▶ **What to work on**: Could you switch "wall hook" to "towel hook" in the records from the line with "Security feed analysis: pinpoint every shower hose" up to and including the line with "[142,111,164,130]", and give back only those lines with nothing else altered?
----
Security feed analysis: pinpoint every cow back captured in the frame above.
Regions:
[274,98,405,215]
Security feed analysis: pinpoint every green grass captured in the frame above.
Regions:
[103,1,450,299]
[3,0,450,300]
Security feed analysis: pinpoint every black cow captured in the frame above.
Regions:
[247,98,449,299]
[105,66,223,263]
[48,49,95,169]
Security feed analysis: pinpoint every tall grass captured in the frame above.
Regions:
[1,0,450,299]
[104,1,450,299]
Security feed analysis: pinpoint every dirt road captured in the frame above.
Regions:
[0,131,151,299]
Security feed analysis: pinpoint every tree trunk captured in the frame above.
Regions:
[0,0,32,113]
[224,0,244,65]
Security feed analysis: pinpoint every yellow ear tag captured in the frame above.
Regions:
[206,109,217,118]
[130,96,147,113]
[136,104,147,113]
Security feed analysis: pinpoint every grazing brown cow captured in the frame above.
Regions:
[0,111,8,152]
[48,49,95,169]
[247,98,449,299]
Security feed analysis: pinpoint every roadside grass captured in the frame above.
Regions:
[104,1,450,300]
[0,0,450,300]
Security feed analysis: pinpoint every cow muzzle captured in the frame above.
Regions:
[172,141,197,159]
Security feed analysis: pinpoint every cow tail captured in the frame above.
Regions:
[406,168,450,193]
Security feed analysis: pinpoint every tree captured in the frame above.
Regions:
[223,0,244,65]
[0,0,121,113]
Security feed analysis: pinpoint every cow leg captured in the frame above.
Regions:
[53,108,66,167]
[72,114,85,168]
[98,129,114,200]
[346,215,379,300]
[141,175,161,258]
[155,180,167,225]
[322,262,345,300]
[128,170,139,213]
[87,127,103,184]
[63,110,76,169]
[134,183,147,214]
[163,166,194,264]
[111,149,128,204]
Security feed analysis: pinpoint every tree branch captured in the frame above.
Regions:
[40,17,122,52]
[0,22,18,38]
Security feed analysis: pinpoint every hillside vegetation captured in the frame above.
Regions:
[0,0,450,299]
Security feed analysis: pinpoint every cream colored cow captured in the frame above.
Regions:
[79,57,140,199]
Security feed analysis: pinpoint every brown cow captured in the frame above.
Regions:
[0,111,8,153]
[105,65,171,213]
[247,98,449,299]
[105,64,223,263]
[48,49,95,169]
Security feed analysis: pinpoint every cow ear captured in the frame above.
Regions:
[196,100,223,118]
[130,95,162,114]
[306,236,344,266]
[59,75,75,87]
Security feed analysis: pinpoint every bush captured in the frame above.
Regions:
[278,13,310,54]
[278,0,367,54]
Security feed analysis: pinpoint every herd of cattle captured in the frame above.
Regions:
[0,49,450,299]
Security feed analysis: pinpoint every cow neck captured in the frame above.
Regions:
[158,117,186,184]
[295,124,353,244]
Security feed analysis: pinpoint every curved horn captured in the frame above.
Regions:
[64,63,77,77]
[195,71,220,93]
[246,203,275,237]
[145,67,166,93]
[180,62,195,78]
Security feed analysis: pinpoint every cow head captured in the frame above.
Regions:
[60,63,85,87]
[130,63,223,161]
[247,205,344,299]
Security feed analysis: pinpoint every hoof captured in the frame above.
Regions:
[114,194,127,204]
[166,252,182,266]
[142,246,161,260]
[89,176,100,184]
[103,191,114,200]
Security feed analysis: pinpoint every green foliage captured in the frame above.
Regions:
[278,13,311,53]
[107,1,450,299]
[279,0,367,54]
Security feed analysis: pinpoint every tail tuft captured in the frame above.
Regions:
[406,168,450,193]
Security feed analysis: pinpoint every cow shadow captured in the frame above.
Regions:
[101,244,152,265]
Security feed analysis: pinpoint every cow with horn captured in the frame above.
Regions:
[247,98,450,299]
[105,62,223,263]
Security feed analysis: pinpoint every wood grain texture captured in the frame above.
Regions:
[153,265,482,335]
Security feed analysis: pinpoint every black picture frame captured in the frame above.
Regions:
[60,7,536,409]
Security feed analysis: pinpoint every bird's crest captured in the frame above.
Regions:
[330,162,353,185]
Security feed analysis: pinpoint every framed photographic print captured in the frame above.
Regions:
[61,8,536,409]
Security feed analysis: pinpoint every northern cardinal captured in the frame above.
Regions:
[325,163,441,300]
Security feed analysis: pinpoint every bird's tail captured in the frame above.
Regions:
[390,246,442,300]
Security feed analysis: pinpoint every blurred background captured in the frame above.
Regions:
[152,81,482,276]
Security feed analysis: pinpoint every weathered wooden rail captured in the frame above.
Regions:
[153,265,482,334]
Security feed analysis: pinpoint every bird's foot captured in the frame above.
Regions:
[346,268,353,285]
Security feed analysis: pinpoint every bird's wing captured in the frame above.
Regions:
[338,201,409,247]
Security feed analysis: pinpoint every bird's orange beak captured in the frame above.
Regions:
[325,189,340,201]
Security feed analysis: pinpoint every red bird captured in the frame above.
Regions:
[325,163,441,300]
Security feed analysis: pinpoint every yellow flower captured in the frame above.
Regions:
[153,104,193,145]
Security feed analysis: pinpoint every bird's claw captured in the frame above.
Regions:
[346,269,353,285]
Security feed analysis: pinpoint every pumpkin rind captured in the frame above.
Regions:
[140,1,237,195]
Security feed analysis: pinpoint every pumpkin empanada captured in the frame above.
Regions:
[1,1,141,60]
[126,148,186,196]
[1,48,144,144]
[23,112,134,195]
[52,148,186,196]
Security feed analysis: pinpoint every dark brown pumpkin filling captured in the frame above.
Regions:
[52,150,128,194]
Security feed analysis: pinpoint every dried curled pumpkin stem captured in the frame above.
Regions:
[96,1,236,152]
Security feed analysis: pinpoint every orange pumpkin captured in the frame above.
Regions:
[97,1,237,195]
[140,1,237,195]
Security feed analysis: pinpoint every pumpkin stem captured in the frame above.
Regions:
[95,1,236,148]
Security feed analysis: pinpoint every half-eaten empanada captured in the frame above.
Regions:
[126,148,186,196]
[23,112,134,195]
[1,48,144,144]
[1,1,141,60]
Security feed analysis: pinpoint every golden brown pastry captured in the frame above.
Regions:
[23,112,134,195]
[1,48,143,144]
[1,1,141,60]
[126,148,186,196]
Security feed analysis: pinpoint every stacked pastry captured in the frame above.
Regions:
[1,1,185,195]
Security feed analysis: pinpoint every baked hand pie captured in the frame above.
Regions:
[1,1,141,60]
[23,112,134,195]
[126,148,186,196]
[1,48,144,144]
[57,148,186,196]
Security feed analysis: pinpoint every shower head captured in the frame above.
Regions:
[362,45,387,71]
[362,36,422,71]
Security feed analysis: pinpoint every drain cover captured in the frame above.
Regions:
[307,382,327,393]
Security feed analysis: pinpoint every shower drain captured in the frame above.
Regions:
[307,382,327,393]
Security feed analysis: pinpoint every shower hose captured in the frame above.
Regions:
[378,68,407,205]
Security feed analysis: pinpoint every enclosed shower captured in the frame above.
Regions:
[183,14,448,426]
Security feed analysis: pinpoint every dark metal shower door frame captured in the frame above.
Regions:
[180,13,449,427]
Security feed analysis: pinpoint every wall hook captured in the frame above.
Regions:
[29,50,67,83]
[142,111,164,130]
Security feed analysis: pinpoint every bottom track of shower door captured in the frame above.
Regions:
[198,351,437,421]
----
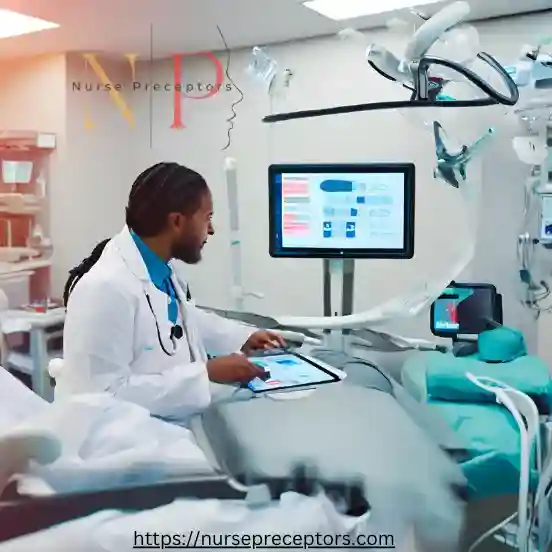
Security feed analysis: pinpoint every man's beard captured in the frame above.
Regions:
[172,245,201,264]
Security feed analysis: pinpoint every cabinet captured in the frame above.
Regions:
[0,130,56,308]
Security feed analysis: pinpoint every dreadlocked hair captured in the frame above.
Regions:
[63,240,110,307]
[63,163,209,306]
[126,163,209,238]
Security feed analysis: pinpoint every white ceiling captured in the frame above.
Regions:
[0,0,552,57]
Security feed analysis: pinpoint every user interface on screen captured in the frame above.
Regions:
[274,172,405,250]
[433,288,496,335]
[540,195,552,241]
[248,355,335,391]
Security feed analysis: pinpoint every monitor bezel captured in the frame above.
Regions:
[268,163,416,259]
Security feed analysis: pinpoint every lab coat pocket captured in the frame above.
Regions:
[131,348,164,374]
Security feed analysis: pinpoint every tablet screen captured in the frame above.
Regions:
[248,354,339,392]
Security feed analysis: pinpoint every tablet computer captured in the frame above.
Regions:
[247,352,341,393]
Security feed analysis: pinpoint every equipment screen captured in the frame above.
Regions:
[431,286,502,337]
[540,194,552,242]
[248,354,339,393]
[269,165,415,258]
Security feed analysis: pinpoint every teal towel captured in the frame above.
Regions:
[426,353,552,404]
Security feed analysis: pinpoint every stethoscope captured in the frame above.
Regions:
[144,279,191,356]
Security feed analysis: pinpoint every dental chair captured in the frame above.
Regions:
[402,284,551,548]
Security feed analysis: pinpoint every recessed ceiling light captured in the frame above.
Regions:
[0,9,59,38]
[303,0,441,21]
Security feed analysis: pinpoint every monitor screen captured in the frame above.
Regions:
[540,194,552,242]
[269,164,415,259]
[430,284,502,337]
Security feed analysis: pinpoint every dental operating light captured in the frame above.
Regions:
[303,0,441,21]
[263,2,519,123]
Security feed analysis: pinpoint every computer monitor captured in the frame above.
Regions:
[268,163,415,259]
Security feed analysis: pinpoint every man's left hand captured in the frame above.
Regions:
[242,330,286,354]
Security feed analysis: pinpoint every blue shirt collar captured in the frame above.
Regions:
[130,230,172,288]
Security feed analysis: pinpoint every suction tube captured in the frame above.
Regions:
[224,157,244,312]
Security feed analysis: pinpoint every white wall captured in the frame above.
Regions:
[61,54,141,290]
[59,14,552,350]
----
▶ **Full solution**:
Security feed analysis: pinpoint every shower hose captured in the frame above.
Regions:
[378,68,407,205]
Security feed analysis: pinpoint every enclosed shower captured in the frame above.
Regions:
[183,14,448,426]
Security feed analysis: pinpoint every dark metal shower door frame captured in the frame above.
Regions:
[180,13,449,427]
Security feed analysis: pinpoint every towel hook captured in the frame above.
Regions:
[29,50,67,83]
[142,111,164,130]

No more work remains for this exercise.